## 本文
○ ○ ○
薄毛の治療を受ける人は、薄毛で悩んでいる男性の半分ほどしかいないという。しかし現在では薄毛治療の医院が増え、研究も進んでいる。1人で悩んでいることはないのだ。
薄毛治療といえば、もちろん医院での投薬治療が王道だろう。医療ジャーナリストの谷川渓氏が解説する。
「脱毛を引き起こすDHT(男性ホルモン)を抑制する内服薬と発毛を促す内服・外用薬を併用することで頭皮の状態を改善し、育毛・発毛を促進します。上限は1カ月3万円ほどで、効果が現れるまでには半年ほどの時間が必要でしょうね」
それでも効果がなければ、最新発毛医療にすがりたい。ここに「バンパイア療法」と呼ばれているものがある。
正式にはPRP(自己多血小板血漿)療法と言われ、整形外科などでは以前からスポーツ選手の肘内側・外側上顆炎などの治療に行われていた再生医療の一つだ。ヤンキースの田中将大が肘の靭帯修復のために施術を受け、話題になった療法である。
これを発毛に利用し始めると、2011年に行われた臨床試験で高い効果があったが、16年から治療が始まったばかりで、まだ治療を行うクリニックは少ない。
この先進発毛治療を行っている米国ボズレー社(本社・ロサンゼルス)は、我が国の総合毛髪関連企業「アデランス」のグループ企業で、米国最大の毛髪移植クリニックとして知られた抜け毛対策ソリューションも提供している。ボズレー社のPRP療法をアデランス研究開発部次長で毛髪診断士の伊藤憲男氏が説明してくれた。
「PRP治療は、患者自身の血液を採取、PRP組織(多血小板血漿)を取り出し、頭皮に注射するものです。もともと体内にある成分で自身の組織の再生を促進させますので、安心感があります。日本ではまだ行っている医療機関は多くありませんが、今後さらに研究され、注目度が高まるであろう治療の一つであると言えます」
自分の体から採取した血液を頭皮に直接注入することで発毛を促す手法だから、吸血鬼のバンパイアになぞらえて命名されたのだという。今一番の人気治療法だというが、総額50万~90万円という費用の高さが頭の痛いところか。
○ ○ ○
## 提供された項目

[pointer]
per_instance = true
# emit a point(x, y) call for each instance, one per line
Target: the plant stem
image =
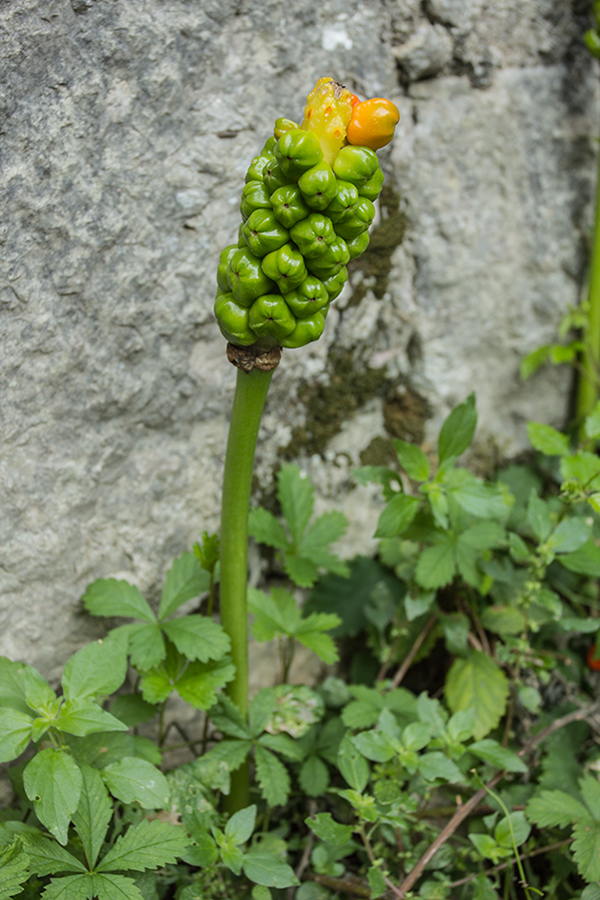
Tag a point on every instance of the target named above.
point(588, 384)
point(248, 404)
○ ○ ○
## 課題の指示
1. 本文によると、PRP療法が「バンパイア療法」と呼ばれるのはなぜですか。
2. 本文に名前が出てくる人物を全員挙げてください。

## 答え
1. 自分の体から採った血液を頭皮に直接注入して発毛を促す方法なので、吸血鬼のバンパイアになぞらえて名付けられました。

2. 谷川渓、田中将大、伊藤憲男